THE TASK: Which lines of the entries below hold the word "with"? Report each of them.

MATERIAL SUPPLIED:
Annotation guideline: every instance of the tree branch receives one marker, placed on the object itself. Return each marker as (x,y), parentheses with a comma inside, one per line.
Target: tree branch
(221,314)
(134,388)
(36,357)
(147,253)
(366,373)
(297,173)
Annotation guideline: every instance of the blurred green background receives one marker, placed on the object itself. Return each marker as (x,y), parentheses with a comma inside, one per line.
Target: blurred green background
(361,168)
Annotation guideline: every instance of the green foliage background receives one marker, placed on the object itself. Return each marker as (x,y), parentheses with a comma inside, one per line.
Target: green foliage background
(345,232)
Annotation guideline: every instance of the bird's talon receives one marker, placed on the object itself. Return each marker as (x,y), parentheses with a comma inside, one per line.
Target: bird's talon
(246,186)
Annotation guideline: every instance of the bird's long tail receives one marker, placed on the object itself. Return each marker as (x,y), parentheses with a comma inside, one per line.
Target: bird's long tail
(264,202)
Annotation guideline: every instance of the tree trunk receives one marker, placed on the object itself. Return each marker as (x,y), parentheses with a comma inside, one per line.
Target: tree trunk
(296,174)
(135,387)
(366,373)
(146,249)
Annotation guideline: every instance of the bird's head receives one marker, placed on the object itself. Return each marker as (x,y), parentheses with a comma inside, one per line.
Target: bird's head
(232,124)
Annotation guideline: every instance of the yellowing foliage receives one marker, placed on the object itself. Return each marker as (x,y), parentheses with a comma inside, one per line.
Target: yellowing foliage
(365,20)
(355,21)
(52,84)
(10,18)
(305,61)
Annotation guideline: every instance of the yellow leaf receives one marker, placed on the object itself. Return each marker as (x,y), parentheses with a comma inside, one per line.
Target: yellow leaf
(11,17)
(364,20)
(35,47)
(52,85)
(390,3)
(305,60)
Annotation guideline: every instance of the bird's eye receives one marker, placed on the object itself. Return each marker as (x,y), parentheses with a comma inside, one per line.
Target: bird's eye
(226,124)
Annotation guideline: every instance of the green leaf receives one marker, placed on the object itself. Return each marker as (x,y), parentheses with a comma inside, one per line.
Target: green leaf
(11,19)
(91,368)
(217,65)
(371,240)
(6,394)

SOLVED PROBLEM:
Annotation guideline: every instance of the tree branch receives one marker, placed on the object itself. Return each marker as (x,y), parentheses with a comma inside, one per line.
Annotation guideline: every instance of the blurred green background receives one marker, placed on the object itself. Return each marker as (x,y), parentheses with a comma inside, one per line.
Annotation guideline: every instance of the green foliage background receives one marker, placed on the object itself. Return each marker as (x,y), parentheses with a comma inside, one per line.
Annotation guideline: every instance of the bird's talon receives one marker, placed on the object itself. Return each marker as (x,y), parentheses with a comma inside, one per line.
Annotation guideline: every instance of the bird's long tail receives one marker, placed on the object itself. Return each marker as (x,y), parentheses with a comma inside, one per line.
Annotation guideline: every instance of the tree trunk receives one marker, placed on the object itself. Return each marker as (x,y), parentheses with a comma inside, one per line.
Annotation guideline: every instance of the bird's head receives one marker, placed on the object itself. Return each marker as (x,y), parentheses with a comma inside, one per line.
Annotation guideline: every instance of the yellowing foliage receives one marker, placed on the object itself. Return each marker as (x,y), parentheses with a comma inside, one per line.
Annotation guideline: every instance of the yellow leaf receives one marker, placed on the object itself. Return each marker as (x,y), parentheses with a comma inside, one per line.
Annotation guideline: every instance of the bird's eye receives one marker, placed on the object itself. Return each marker as (x,y), parentheses with a comma inside, one per line.
Annotation guideline: every instance of the green leaf receives one marker, placed on the object itself. Return each marker as (x,y), parentheses with a comma inside, one per line.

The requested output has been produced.